[Data records]

****************************************

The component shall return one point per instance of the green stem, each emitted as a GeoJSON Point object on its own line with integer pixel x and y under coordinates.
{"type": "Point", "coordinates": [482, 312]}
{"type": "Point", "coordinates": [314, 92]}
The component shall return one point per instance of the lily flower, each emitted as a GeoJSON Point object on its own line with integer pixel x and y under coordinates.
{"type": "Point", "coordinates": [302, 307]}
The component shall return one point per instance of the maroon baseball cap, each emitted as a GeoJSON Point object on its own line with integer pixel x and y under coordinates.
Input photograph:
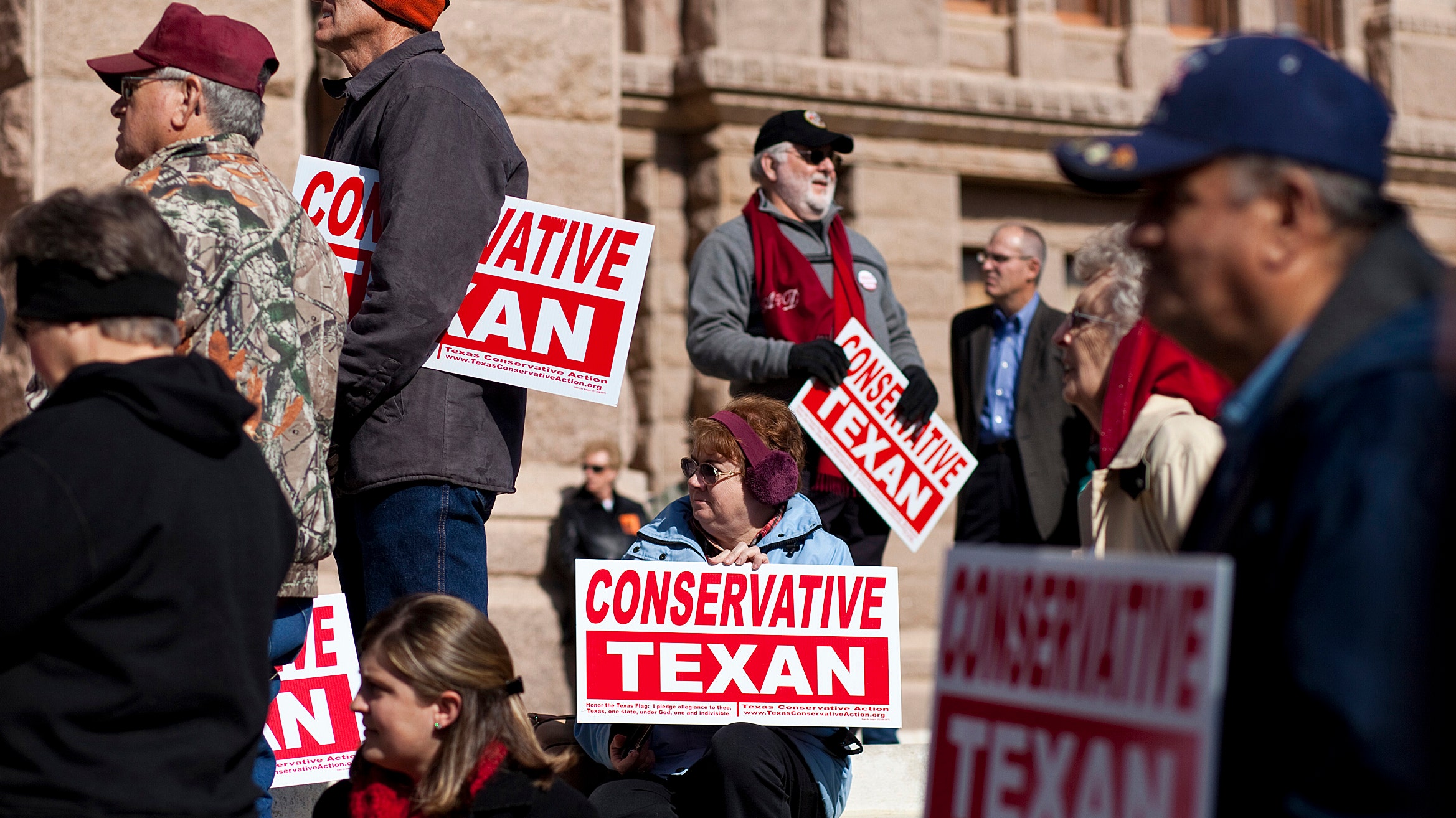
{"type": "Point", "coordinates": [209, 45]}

****************************************

» **WORK TO COMPLETE**:
Pictures are not part of the copy. Output only the lines from the one with "The component shall return one point per instance of the lily" through the final line of the records, exactly as given.

» **RESPONSE**:
The component shall return one point per instance of the lily flower, each emitted as a GeoJSON Point object on its own line with integer pixel x and y under coordinates.
{"type": "Point", "coordinates": [302, 307]}
The component shall return one point per instance of the maroon baseball cap, each emitted as a GeoJSON Point object on its own line with integer pixel x and y under coordinates.
Input photograph:
{"type": "Point", "coordinates": [209, 45]}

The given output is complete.